**UIT TE VOEREN OPDRACHTEN**:
(1) Beantwoord met behulp van de Toeslagenverordening:
(a) Tot en met welke datum gold de regeling?
(b) Naar welk artikel en onderdeel van de wet verwijst de omschrijving van "Gehuwdennorm"?
(c) Welke opname moet de verzorging bij een verzorgingsbehoevende voorkomen?
(2) Schrijf een deel van de Toeslagenverordening woordelijk over: begin bij de woorden "Hoofdstuk 1 Algemene" en stop na "verpleeg- of verzorgingstehuis.".
(3) Schrijf de Toeslagenverordening verder, aansluitend op de laatste zin.

**GECITEERDE PASSAGE**:
- - - - -

Regeling vervallen per 01-05-2012

Toeslagenverordening Wet Werk en Bijstand

Geldend van 01-08-2004 t/m 30-04-2012

Intitulé

Toeslagenverordening Wet Werk en Bijstand

Hoofdstuk 1 Algemene bepalingen

Artikel 1 Algemeen

  • 1 Alle begrippen die in deze verordening worden gebruikt en die niet nader worden omschreven hebben dezelfde betekenis als in de Wet Werk en Bijstand en de Algemene wet bestuursrecht.

  • 2 In deze verordening wordt verstaan onder:

    a. De wet: de Wet Werk en Bijstand;

    b. Gehuwdennorm: de norm als bedoeld in artikel 21, onderdeel c, van de wet;

    c. Verzorgingsbehoevende: degene die is aangewezen op verzorging ter voorkoming van opname in een verpleeg- of verzorgingstehuis.

- - - - -

**AANGELEVERD MATERIAAL**:
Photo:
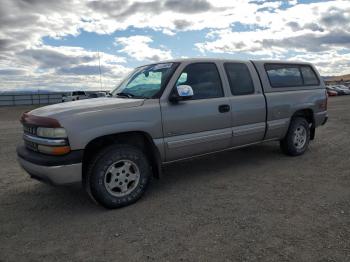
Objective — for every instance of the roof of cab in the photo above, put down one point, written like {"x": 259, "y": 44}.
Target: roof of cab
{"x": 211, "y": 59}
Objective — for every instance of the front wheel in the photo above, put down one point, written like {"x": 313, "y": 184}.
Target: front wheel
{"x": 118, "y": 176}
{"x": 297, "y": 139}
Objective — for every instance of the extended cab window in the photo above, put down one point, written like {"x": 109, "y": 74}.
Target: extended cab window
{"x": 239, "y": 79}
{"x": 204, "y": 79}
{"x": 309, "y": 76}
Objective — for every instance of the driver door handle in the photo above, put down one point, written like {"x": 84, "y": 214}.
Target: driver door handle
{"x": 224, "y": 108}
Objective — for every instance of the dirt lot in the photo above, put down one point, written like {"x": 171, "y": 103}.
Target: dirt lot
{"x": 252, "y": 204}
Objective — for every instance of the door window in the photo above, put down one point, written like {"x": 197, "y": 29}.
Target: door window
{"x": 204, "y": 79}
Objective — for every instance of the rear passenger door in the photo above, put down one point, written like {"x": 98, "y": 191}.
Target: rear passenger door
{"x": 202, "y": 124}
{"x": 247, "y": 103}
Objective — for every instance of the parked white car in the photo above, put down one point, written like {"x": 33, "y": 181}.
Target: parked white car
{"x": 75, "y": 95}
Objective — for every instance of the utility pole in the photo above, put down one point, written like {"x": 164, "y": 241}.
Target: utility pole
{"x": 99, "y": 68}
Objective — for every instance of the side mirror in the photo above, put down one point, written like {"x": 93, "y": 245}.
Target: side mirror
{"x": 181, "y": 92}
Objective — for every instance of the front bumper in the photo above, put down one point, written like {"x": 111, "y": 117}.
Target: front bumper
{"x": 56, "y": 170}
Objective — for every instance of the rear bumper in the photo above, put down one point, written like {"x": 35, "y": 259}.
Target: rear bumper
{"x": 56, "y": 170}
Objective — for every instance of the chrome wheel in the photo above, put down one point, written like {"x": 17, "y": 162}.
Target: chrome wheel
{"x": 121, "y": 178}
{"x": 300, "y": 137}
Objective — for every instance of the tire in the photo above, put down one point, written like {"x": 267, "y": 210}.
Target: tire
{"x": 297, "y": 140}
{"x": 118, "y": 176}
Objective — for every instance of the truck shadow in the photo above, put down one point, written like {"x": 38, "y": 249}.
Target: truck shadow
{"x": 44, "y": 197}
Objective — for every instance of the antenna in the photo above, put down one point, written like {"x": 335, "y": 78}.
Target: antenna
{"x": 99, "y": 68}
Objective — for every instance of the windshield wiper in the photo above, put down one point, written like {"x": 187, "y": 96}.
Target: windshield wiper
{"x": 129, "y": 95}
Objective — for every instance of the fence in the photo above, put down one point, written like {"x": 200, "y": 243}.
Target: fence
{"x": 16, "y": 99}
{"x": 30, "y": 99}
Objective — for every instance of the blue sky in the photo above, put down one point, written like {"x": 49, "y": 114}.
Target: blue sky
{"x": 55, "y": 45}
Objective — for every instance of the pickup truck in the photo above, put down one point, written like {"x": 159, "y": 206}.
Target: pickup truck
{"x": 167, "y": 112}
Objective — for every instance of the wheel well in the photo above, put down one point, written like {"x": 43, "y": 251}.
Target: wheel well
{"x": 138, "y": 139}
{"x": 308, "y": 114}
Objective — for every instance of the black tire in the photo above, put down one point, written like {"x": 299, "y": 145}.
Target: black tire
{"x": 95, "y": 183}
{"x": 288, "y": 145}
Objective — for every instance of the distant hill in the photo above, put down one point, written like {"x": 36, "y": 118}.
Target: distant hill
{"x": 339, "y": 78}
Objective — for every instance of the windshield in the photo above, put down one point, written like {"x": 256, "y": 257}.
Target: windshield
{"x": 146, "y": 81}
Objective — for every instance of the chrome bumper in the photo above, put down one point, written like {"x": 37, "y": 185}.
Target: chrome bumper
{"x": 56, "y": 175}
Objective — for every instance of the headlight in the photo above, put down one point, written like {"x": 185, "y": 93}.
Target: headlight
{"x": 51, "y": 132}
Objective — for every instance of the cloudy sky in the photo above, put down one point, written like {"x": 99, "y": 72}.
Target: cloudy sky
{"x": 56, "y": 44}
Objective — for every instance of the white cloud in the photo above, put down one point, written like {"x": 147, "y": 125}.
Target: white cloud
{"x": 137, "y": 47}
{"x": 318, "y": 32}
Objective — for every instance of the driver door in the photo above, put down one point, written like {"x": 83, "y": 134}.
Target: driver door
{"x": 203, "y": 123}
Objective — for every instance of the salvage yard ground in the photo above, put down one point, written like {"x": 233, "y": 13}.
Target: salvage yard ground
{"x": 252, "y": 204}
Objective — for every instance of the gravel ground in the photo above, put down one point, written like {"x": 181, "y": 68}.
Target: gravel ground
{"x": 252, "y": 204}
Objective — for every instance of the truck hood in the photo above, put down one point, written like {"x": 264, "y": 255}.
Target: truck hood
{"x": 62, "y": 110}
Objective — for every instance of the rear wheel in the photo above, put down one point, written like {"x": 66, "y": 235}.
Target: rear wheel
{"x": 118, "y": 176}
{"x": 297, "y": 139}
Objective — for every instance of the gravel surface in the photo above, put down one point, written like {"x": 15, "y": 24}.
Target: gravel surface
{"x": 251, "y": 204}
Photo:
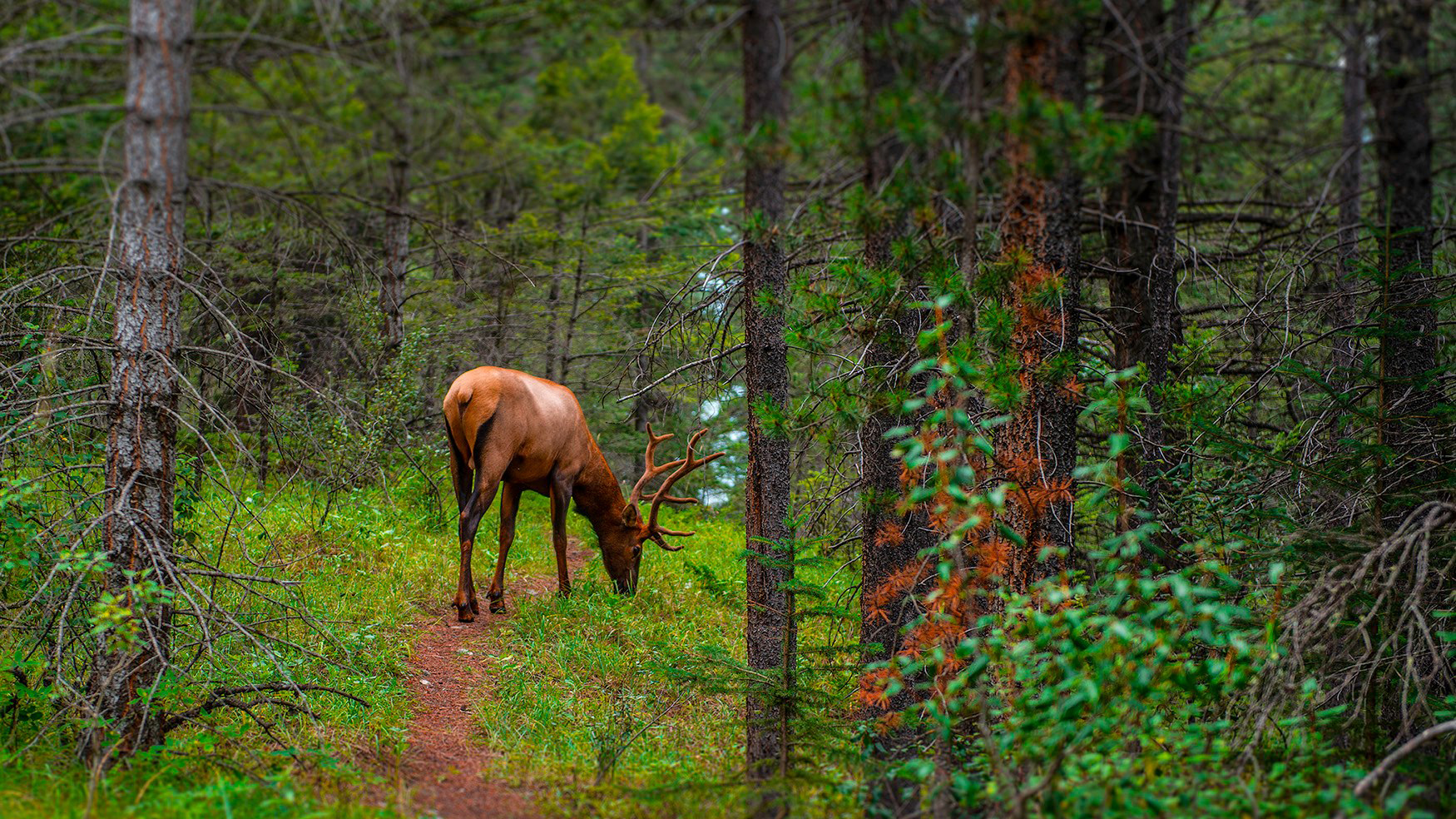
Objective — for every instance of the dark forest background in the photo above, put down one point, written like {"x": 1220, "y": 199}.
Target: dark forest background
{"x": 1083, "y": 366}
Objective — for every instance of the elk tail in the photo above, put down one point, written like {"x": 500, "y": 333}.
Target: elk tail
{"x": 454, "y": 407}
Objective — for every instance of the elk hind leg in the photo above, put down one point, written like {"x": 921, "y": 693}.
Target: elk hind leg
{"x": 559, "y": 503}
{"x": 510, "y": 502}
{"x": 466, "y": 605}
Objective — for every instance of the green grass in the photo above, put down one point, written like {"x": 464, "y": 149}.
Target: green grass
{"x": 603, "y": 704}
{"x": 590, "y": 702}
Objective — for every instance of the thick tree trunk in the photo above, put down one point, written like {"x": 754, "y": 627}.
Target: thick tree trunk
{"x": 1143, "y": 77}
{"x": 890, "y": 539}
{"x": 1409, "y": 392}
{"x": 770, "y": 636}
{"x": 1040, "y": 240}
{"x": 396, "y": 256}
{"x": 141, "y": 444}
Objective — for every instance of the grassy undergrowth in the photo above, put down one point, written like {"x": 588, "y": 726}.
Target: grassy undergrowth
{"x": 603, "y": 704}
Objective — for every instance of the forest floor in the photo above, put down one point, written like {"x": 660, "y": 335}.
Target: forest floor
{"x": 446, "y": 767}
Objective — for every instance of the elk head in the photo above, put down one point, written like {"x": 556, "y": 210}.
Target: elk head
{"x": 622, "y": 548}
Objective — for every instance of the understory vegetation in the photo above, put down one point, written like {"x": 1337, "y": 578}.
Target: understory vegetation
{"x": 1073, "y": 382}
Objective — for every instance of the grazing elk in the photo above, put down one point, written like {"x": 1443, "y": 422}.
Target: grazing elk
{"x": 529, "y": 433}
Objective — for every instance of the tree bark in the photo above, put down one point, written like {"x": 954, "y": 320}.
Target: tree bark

- - - - -

**GEGEVEN ANTWOORDEN**:
(1)
(a) Tot en met 30-04-2012.
(b) Naar artikel 21, onderdeel c.
(c) Opname in een verpleeg- of verzorgingstehuis.

(2)
Hoofdstuk 1 Algemene bepalingen

Artikel 1 Algemeen

  • 1 Alle begrippen die in deze verordening worden gebruikt en die niet nader worden omschreven hebben dezelfde betekenis als in de Wet Werk en Bijstand en de Algemene wet bestuursrecht.

  • 2 In deze verordening wordt verstaan onder:

    a. De wet: de Wet Werk en Bijstand;

    b. Gehuwdennorm: de norm als bedoeld in artikel 21, onderdeel c, van de wet;

    c. Verzorgingsbehoevende: degene die is aangewezen op verzorging ter voorkoming van opname in een verpleeg- of verzorgingstehuis.

(3)
Artikel 2 Beperkingen

  • 1 De bepalingen van deze verordening gelden alleen voor belanghebbenden van 21 jaar of ouder doch jonger dan 65 jaar. In geval van gehuwden gelden de bepalingen van deze verordening alleen indien beide echtgenoten 21 jaar of ouder doch jonger dan 65 jaar zijn.

  • 2 De bepalingen in hoofdstuk 2 en 3 laten de toepassing artikel 18, 1e lid, van de wet onverlet.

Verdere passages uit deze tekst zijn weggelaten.